Data items:
BEGIN

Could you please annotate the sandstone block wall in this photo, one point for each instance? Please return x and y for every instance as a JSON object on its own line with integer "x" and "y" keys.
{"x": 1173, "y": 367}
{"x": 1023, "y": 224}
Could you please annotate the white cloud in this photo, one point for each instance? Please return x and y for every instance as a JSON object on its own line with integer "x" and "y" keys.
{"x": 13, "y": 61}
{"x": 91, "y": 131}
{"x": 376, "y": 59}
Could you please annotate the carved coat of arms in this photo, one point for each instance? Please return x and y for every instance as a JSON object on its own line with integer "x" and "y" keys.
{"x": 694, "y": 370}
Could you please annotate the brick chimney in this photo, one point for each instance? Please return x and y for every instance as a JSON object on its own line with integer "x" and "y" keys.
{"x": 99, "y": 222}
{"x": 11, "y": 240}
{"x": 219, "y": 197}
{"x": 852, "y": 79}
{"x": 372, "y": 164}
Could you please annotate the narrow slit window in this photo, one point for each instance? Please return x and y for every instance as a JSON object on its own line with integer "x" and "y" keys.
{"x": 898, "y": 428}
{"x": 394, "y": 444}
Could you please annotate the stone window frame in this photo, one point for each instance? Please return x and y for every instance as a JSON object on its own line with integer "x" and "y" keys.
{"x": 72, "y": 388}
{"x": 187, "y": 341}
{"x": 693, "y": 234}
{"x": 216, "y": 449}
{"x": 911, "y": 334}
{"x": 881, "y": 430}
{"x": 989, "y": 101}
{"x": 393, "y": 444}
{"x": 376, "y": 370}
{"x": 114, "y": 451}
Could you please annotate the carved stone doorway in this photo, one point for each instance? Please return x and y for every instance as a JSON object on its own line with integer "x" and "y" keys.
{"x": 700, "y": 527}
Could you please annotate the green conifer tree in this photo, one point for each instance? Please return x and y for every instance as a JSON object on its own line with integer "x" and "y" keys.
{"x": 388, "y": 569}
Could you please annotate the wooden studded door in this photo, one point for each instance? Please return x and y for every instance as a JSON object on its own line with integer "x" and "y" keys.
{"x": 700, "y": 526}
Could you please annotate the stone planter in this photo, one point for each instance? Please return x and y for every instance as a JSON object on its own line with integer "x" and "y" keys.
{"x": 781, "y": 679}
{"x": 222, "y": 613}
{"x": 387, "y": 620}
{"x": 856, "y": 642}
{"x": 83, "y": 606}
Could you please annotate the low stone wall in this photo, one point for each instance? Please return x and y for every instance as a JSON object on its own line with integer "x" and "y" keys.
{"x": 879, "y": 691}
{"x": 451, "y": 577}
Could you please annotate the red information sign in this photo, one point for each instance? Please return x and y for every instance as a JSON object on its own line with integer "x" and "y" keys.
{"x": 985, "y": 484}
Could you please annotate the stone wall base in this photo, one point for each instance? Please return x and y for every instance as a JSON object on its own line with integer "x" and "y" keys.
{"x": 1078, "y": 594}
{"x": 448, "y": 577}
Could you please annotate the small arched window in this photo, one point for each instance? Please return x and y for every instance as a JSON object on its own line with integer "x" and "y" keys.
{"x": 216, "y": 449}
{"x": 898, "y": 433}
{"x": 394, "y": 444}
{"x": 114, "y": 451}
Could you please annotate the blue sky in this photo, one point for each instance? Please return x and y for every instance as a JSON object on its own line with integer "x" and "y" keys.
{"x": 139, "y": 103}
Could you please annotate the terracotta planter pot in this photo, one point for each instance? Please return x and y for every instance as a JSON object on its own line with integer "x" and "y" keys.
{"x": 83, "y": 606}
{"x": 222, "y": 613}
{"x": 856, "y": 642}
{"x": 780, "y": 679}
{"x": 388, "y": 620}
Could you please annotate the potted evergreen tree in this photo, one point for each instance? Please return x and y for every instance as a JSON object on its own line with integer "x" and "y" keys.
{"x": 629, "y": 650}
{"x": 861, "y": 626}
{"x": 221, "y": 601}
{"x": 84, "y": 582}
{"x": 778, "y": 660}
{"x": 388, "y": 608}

END

» Work instruction:
The line containing "Could you please annotate the blue" and every line after it, through the end of the records, should be repeated exactly and alone.

» Solution to this exercise:
Could you please annotate the blue sky in this photo, one point for each instance? Please return x and y for every instance as a JSON object on its own line with integer "x" and "y" keys.
{"x": 139, "y": 103}
Could you please annotate the terracotta planter pot in this photo, one point for each instance? Please return x and y for every instance as a JSON object on its own line with integer "x" and "y" keys.
{"x": 83, "y": 606}
{"x": 222, "y": 613}
{"x": 856, "y": 642}
{"x": 780, "y": 679}
{"x": 388, "y": 620}
Could you please annotate the potted evergreen tree in this photo, one point for each instance? Please return x and y for every instance as a JSON object on its own line with integer "x" and "y" keys.
{"x": 629, "y": 650}
{"x": 861, "y": 626}
{"x": 221, "y": 601}
{"x": 84, "y": 582}
{"x": 778, "y": 660}
{"x": 388, "y": 608}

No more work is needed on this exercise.